_Source passage_.
-- start --
Update from 2024-01-12: I’ve updated the scripts to support both 50mm and 62mm wide labels, and added some more whitespace trimming to the basic stamp. The post has been adjusted accordingly.

I recently acquired a Brother QL-820NWB label printer to be able to quickly create labels for boxes and such, and ideally also print out Deutsche Post’s “print yourself” stamps with it. The Deutsche Post stamp shop allows me to download PDFs targeting the 62mm wide endless labels for that printer, for the two types of stamps I’m interested in (stamp, and address label with stamp). But my attempts in printing those directly to the printer through Gnome’s printer integration weren’t successful, things were too small, the cutter didn’t work etc.

I knew that printing to the printer via my local instance of brother_ql_web works flawlessly, and that the library this is based on, brother_ql, has a command line interface. So I thought, why not just convert the PDFs to individual PNGs, and then print those?

Through the magic of some shell scripting, I’m now able to do just that, right from the command line.

I installed the brother_ql Python package via pip:

pip install --user brother_ql

I had to do a little manual patch to make it work with the latest versions of the required Pillow dependency, by editing brother_ql/conversion.py and changing Image.ANTIALIAS to Image.LANCZOS.

I also made sure my .bash_profile contains the address and model of my printer:

export BROTHER_QL_PRINTER=tcp://192.168.x.x
export BROTHER_QL_MODEL=QL-820NWB

Then I created two shell scripts, one for printing stamps and one for printing labels.

The first one, porto_print, takes care of printing the stamps. It resizes, trims, adds a new border and then extends to the native width for the selected label size (50mm by default, or 62mm if requested) while keeping a right alignment:

#!/bin/bash

# Usage:
#
#   porto_print <pdf> [50|62]

#!/bin/bash

tmpdir=$(mktemp -d)
-- end --
_Given exercise 1_. In the label printing post, list each operation that the porto_print script performs on a stamp.
_Given exercise 2_. How many lines of the entries contain the string "hourglass"? Case counts. Reply with the number only.

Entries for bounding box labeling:
-- start --
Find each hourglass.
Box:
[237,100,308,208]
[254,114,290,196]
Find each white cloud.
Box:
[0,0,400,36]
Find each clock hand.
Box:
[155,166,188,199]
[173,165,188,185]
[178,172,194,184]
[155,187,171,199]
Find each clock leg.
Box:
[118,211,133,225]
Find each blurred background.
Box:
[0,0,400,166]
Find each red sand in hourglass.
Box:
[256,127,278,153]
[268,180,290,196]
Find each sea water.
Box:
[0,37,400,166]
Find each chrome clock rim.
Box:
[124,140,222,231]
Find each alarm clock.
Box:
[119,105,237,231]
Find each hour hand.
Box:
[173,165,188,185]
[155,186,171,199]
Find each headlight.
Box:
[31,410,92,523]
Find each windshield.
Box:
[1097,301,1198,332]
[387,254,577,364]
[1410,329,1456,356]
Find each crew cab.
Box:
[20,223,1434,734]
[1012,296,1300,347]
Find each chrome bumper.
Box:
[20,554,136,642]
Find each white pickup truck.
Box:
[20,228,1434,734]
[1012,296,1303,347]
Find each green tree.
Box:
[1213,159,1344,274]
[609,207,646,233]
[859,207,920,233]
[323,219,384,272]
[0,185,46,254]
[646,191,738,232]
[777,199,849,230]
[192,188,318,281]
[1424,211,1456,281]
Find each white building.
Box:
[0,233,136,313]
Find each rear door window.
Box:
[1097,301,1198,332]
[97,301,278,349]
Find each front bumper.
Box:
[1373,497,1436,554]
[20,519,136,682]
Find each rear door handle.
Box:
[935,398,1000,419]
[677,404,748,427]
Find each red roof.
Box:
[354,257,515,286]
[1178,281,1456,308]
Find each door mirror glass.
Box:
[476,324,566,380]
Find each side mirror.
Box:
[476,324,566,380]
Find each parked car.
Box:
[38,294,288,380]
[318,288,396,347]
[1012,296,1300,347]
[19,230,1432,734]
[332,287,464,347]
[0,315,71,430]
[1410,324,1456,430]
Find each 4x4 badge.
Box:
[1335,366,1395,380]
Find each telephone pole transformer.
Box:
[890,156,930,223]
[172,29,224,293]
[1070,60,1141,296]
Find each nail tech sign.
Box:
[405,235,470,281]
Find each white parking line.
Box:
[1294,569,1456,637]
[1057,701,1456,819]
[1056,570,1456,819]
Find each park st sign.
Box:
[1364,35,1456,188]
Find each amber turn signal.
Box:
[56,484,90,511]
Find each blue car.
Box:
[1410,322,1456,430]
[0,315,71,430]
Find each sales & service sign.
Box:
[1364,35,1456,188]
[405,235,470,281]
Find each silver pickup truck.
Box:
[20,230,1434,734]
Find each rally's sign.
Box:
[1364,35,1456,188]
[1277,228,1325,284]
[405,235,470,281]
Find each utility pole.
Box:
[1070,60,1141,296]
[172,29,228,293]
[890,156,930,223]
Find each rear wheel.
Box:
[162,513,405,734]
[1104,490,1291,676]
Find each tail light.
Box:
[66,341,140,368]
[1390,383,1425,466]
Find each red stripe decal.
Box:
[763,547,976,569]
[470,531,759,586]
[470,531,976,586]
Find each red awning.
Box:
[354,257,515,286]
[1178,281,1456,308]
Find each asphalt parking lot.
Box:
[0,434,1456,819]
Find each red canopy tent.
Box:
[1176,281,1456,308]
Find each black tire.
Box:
-- end --
_Answer 1_.
- Resizes it
- Trims it
- Adds a new border
- Extends it to the native width for the selected label size while keeping a right alignment

_Answer 2_. 2